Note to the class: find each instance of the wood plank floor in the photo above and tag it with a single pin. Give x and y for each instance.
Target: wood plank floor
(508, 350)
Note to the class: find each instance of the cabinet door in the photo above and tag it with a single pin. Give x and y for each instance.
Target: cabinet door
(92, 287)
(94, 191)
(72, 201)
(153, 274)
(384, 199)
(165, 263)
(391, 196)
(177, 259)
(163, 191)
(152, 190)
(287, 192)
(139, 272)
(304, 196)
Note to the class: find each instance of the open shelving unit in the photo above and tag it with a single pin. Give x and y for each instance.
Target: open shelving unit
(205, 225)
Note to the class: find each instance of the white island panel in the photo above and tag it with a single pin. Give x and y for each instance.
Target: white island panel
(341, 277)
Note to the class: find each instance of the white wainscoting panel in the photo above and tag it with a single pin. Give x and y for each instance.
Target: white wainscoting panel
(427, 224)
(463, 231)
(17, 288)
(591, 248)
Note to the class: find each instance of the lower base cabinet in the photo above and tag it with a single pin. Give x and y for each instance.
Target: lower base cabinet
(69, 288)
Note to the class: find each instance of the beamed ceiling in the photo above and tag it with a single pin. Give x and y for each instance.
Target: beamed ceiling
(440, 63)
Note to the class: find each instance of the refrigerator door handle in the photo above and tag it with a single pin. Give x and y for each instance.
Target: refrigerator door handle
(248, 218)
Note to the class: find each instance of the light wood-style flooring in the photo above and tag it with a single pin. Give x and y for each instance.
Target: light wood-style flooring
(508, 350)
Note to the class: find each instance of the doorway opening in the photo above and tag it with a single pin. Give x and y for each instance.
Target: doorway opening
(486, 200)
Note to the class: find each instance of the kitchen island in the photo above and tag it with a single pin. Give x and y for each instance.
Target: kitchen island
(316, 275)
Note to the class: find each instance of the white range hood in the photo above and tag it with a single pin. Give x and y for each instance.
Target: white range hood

--

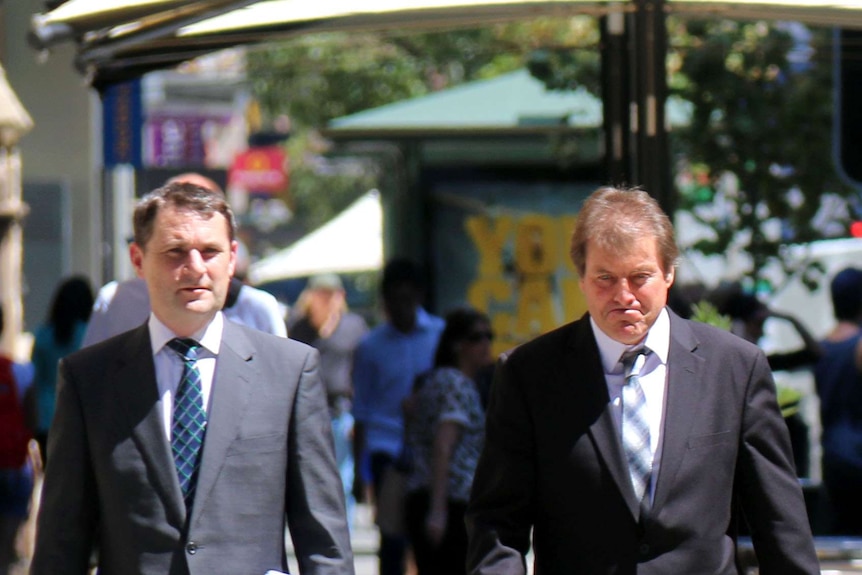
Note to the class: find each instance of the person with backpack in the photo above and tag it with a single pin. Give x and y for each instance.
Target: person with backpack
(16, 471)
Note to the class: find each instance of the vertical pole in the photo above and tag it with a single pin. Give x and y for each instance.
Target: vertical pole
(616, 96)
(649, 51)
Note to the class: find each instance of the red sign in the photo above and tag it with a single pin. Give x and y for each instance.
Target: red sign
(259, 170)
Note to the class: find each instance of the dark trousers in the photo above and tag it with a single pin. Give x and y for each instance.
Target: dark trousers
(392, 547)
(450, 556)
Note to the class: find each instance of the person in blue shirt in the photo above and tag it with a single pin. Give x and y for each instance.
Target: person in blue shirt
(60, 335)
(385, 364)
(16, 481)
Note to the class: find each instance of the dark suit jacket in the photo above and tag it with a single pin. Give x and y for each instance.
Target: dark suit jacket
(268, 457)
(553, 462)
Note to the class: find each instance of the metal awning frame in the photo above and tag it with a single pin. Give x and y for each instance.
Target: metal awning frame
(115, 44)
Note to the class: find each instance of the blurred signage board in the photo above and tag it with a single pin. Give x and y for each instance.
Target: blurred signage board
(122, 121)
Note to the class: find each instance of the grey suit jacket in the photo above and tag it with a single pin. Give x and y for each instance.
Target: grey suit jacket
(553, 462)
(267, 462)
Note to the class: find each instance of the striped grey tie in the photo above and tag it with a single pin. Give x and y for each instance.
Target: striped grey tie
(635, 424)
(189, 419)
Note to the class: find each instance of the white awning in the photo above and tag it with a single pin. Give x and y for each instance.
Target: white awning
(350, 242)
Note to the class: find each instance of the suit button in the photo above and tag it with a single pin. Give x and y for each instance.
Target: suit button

## Task item
With the data above as the source, tally the lines that include the string "hood", and give that figure alone.

## Solution for this problem
2